EXERCISE GOAL: Copy out the entries below precisely; nothing is to be omitted.

Stored data
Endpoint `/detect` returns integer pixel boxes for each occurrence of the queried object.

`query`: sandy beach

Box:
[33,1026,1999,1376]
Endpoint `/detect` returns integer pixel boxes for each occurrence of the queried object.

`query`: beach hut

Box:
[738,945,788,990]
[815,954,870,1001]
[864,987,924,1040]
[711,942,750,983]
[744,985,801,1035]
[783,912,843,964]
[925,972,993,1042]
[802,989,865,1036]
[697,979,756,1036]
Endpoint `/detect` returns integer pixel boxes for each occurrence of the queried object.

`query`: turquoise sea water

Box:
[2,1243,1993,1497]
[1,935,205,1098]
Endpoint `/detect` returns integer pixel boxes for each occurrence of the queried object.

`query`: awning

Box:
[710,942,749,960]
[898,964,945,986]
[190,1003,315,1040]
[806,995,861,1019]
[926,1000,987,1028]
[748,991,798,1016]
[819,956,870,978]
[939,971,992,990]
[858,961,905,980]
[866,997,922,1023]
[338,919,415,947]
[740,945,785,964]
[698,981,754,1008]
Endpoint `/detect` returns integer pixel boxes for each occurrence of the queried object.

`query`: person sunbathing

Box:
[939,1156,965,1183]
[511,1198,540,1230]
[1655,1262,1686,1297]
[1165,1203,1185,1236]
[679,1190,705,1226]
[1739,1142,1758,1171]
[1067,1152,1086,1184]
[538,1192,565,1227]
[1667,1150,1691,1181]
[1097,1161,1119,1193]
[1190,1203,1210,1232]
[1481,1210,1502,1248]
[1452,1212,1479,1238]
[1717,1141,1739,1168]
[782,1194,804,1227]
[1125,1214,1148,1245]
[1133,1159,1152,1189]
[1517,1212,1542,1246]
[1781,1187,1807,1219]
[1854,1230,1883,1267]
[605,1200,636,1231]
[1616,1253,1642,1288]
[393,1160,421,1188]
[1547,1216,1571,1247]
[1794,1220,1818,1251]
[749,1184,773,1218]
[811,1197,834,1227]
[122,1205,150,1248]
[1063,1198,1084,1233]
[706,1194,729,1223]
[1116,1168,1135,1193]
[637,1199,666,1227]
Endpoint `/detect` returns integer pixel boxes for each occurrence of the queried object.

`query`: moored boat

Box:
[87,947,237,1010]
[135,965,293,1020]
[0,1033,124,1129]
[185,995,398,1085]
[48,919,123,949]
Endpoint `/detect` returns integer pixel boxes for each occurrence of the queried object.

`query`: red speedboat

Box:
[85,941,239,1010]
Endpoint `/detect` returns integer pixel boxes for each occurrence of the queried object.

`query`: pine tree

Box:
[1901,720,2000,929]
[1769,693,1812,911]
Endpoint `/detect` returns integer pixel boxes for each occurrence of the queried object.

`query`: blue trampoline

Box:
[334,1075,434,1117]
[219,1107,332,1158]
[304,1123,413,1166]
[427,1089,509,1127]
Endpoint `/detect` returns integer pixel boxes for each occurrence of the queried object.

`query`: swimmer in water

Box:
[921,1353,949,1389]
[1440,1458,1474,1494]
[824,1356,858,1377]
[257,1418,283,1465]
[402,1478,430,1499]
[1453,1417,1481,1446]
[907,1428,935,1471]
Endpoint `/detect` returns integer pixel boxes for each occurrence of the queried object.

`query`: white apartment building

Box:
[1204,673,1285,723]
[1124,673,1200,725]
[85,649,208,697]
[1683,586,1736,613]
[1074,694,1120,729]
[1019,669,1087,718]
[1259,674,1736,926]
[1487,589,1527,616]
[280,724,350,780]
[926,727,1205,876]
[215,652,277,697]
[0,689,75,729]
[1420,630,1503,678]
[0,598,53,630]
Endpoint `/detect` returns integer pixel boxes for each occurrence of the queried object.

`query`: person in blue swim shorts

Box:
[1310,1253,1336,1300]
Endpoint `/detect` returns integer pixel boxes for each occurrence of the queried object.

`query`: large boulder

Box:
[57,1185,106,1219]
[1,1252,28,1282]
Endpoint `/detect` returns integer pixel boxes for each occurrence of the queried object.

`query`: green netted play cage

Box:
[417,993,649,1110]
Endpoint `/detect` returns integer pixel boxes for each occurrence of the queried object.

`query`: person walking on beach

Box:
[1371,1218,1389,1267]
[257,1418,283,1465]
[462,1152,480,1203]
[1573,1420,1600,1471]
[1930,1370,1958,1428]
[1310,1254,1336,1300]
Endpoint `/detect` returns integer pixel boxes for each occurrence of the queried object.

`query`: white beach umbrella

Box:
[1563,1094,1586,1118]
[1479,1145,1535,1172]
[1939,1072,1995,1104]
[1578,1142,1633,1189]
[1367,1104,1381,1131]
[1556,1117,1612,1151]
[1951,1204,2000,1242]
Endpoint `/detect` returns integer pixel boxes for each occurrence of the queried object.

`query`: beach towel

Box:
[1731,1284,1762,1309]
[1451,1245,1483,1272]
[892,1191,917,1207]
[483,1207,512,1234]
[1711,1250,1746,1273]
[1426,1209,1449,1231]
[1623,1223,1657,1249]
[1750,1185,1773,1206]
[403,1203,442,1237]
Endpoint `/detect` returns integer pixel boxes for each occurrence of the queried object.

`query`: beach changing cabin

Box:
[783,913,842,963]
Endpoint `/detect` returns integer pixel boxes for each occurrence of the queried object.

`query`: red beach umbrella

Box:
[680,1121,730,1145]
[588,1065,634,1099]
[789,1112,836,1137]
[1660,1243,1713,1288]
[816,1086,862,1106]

EXPECTED ANSWER:
Endpoint `/detect` returns integer pixel boxes for each occurrence of the queried object.

`query`: sandy beach

Box:
[33,1026,1999,1376]
Endpoint `/detect` returns integer pixel boxes for each occurrence of the queried object.

`query`: beach hut

Box:
[738,945,788,990]
[815,954,870,1001]
[864,987,924,1040]
[711,942,750,983]
[744,985,801,1035]
[783,912,843,964]
[925,972,993,1042]
[802,989,865,1036]
[697,979,756,1036]
Endpoint `/detect` returns integer pixel boxes for each occurrence of the queried object.

`query`: turquoise sea water

Box:
[2,1243,1993,1497]
[1,935,205,1098]
Endpoint `/detect` returns integer pixel boxes for each occurrence of the queried object.

`query`: awning

Box:
[710,942,749,960]
[898,964,945,986]
[190,1003,315,1040]
[806,995,861,1019]
[926,1000,987,1028]
[748,991,798,1016]
[819,956,870,978]
[939,971,992,990]
[858,961,905,980]
[866,997,922,1023]
[338,919,415,947]
[740,945,785,964]
[698,981,754,1008]
Endpoint `/detect` returns integer pixel boxes for each occurrence of the queried object.

`query`: person sunbathing

Box:
[939,1156,965,1183]
[511,1198,540,1230]
[1655,1262,1686,1297]
[1165,1203,1185,1236]
[679,1190,705,1226]
[1739,1142,1758,1171]
[1067,1152,1086,1184]
[538,1192,565,1227]
[1667,1150,1691,1181]
[1097,1161,1119,1193]
[1190,1203,1210,1232]
[1481,1210,1502,1248]
[1452,1212,1479,1238]
[1717,1141,1739,1168]
[782,1194,804,1227]
[1125,1214,1148,1245]
[1133,1159,1152,1189]
[1517,1212,1542,1246]
[1781,1187,1807,1219]
[1854,1230,1883,1267]
[605,1200,636,1231]
[1616,1253,1642,1288]
[393,1160,421,1188]
[1547,1216,1571,1247]
[1794,1220,1818,1251]
[749,1184,773,1218]
[811,1197,834,1227]
[122,1205,150,1248]
[1063,1198,1084,1233]
[706,1194,729,1223]
[1116,1168,1135,1193]
[637,1199,666,1227]
Endpoint `/detect` returns integer pixel boxes for each occurrence of the queried object.

`query`: moored boat

Box:
[87,947,237,1010]
[135,965,293,1020]
[0,1033,124,1129]
[185,995,398,1085]
[48,919,123,949]
Endpoint `/detect` returns integer pixel boxes for each occurrence of the queried object.

`query`: red speedboat

Box:
[85,941,239,1010]
Endpoint `/detect` returns integer pixel boxes for each occurrence of the queried object.

`query`: pine tree

Box:
[1901,720,2000,929]
[1769,693,1812,911]
Endpoint `/detect` returns integer pixel boxes for each occurrence of the queried object.

`query`: blue trampoline

Box:
[334,1075,434,1117]
[219,1107,332,1158]
[304,1123,413,1166]
[427,1089,509,1127]
Endpoint `/detect` returns integer pixel boxes for each occurrence of the queried object.

`query`: swimmer in water

Box:
[921,1353,949,1389]
[1440,1458,1474,1494]
[824,1356,858,1377]
[257,1418,283,1465]
[402,1478,430,1499]
[1453,1417,1481,1446]
[907,1428,935,1471]
Endpoint `/detect` returns integer pixel boxes for each occurrence of the queried object.

`query`: white apartment building

Box:
[1204,673,1285,723]
[1124,673,1200,725]
[85,649,208,697]
[1683,586,1736,613]
[1074,694,1120,729]
[1019,669,1087,718]
[1259,674,1736,926]
[1487,589,1527,616]
[280,724,350,780]
[926,727,1205,876]
[215,652,277,697]
[0,689,75,729]
[1420,630,1503,678]
[0,598,53,630]
Endpoint `/detect` returns integer pixel boxes for each occurrence of the queried object.

`query`: person in blue swim shorts

Box:
[1310,1253,1336,1300]
Endpoint `/detect` returns integer pixel boxes for each occurrence of the queried object.

`query`: large boulder

Box:
[57,1185,106,1219]
[1,1252,28,1282]
Endpoint `/detect` returns integer pixel boxes for each occurrence of the queried object.

`query`: green netted play cage

Box:
[417,993,649,1110]
Endpoint `/detect` returns integer pixel boxes for each occurrence of the queried object.

`query`: person walking on beach

Box:
[1371,1218,1389,1267]
[257,1418,283,1465]
[462,1152,480,1203]
[1573,1420,1600,1471]
[1930,1370,1958,1428]
[1310,1254,1336,1300]
Endpoint `/detect` returns integer pixel boxes for each occurrence of the queried object.

`query`: white beach umbrella

Box:
[1563,1094,1586,1118]
[1479,1145,1535,1172]
[1939,1072,1995,1104]
[1578,1142,1633,1189]
[1367,1104,1381,1131]
[1556,1117,1612,1151]
[1951,1204,2000,1242]
Endpoint `/detect` returns integer pixel boxes for each occurrence of the queried object.

`query`: beach towel

Box:
[1731,1284,1762,1309]
[1451,1245,1483,1272]
[892,1191,917,1207]
[483,1207,512,1234]
[1711,1250,1746,1273]
[1426,1209,1449,1231]
[1623,1223,1657,1249]
[1750,1185,1773,1206]
[403,1203,442,1237]
Endpoint `/detect` returns integer pixel boxes for each occurrence of the queried object.

`query`: beach changing cabin

Box:
[783,913,842,963]
Endpoint `/detect` returns integer pixel boxes for each occurrence of the queried object.

`query`: red beach umbrella

Box:
[680,1121,730,1145]
[588,1065,634,1099]
[789,1112,836,1137]
[1660,1243,1713,1288]
[816,1086,862,1106]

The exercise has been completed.